→ **Saved entries**:
────────────────────────────────────────
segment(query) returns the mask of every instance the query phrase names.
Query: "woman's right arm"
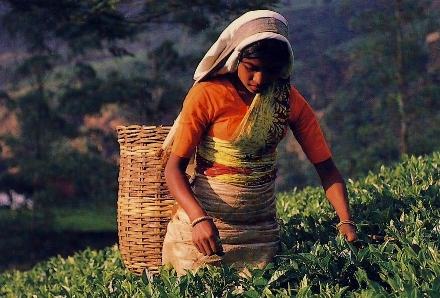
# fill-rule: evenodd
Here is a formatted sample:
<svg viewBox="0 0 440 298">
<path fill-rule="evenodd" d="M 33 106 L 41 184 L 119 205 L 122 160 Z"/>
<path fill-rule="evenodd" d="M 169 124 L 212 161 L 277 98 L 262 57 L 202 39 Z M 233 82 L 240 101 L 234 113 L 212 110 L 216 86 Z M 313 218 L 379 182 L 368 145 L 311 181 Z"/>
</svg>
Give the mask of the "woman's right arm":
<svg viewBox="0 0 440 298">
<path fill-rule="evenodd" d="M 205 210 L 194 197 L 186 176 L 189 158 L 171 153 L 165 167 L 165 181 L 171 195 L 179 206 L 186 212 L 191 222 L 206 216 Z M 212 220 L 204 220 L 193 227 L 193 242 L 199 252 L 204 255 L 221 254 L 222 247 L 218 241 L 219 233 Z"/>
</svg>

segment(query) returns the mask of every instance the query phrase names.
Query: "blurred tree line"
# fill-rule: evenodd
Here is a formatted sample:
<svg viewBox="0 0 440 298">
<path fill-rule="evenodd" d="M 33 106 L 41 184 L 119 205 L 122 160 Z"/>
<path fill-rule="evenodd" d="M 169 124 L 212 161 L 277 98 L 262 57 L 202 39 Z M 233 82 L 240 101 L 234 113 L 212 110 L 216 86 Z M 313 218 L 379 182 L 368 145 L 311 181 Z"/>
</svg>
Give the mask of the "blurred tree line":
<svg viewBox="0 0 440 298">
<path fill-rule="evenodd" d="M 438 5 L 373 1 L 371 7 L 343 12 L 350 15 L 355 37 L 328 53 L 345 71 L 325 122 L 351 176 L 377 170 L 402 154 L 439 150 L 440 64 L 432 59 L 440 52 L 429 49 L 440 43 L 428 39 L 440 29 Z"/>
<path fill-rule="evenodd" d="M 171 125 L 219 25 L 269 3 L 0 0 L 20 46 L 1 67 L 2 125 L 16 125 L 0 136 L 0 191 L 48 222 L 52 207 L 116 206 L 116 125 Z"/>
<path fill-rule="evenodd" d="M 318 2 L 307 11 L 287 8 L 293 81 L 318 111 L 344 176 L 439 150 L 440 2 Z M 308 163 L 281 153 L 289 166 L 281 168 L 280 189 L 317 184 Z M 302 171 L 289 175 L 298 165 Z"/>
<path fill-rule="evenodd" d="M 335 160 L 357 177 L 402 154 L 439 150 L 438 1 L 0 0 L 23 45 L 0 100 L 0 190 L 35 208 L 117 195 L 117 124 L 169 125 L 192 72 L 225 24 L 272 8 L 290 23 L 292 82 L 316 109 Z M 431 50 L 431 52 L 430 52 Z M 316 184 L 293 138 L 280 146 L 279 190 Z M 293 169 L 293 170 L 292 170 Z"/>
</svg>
────────────────────────────────────────
→ **PROBLEM REQUIREMENTS**: Would you restate the records above word for word and exclude the pictures?

→ **TASK ANSWER**:
segment(query) returns the mask of every instance the query phrase names.
Query: "woman's right arm"
# fill-rule: evenodd
Here is a formatted sample:
<svg viewBox="0 0 440 298">
<path fill-rule="evenodd" d="M 33 106 L 41 184 L 119 205 L 122 160 Z"/>
<path fill-rule="evenodd" d="M 169 124 L 212 161 L 277 98 L 262 57 L 202 39 Z M 233 82 L 240 101 L 234 113 L 212 110 L 216 86 Z M 313 218 L 379 182 L 368 145 L 311 181 Z"/>
</svg>
Give the mask of the "woman's right arm":
<svg viewBox="0 0 440 298">
<path fill-rule="evenodd" d="M 205 210 L 194 197 L 186 176 L 189 158 L 171 153 L 165 167 L 165 181 L 171 195 L 179 206 L 186 212 L 191 222 L 206 216 Z M 212 220 L 204 220 L 193 227 L 193 242 L 199 252 L 204 255 L 221 254 L 222 247 L 218 241 L 219 233 Z"/>
</svg>

segment(query) returns the mask of every instance the query phrase names.
Query: "blurred tree line"
# fill-rule: evenodd
Here is a formatted sample:
<svg viewBox="0 0 440 298">
<path fill-rule="evenodd" d="M 33 106 L 41 184 L 119 205 L 122 160 Z"/>
<path fill-rule="evenodd" d="M 169 124 L 212 161 L 277 98 L 262 57 L 202 39 Z M 233 82 L 240 101 L 234 113 L 212 110 L 216 86 Z M 313 218 L 379 182 L 368 145 L 311 181 Z"/>
</svg>
Give the mask of the "blurred tree line":
<svg viewBox="0 0 440 298">
<path fill-rule="evenodd" d="M 438 5 L 373 1 L 371 7 L 343 12 L 350 15 L 355 37 L 328 53 L 345 71 L 325 122 L 351 176 L 377 170 L 402 154 L 439 150 L 440 64 L 432 59 L 440 52 L 429 49 L 440 43 L 428 39 L 440 29 Z"/>
<path fill-rule="evenodd" d="M 171 125 L 219 25 L 269 3 L 0 0 L 20 46 L 1 67 L 2 125 L 16 125 L 0 136 L 0 191 L 48 222 L 52 207 L 116 206 L 116 125 Z"/>
<path fill-rule="evenodd" d="M 318 2 L 307 11 L 287 8 L 293 81 L 318 111 L 344 176 L 439 150 L 440 2 Z M 308 163 L 281 153 L 289 166 L 281 168 L 280 189 L 317 184 Z M 302 171 L 289 175 L 298 165 Z"/>
<path fill-rule="evenodd" d="M 335 160 L 357 177 L 402 154 L 439 150 L 438 1 L 0 0 L 23 45 L 0 100 L 0 190 L 35 208 L 117 195 L 117 124 L 169 125 L 192 72 L 225 24 L 272 8 L 290 23 L 292 82 L 316 109 Z M 431 50 L 431 52 L 430 52 Z M 316 184 L 293 138 L 280 146 L 279 190 Z M 293 169 L 293 170 L 292 170 Z"/>
</svg>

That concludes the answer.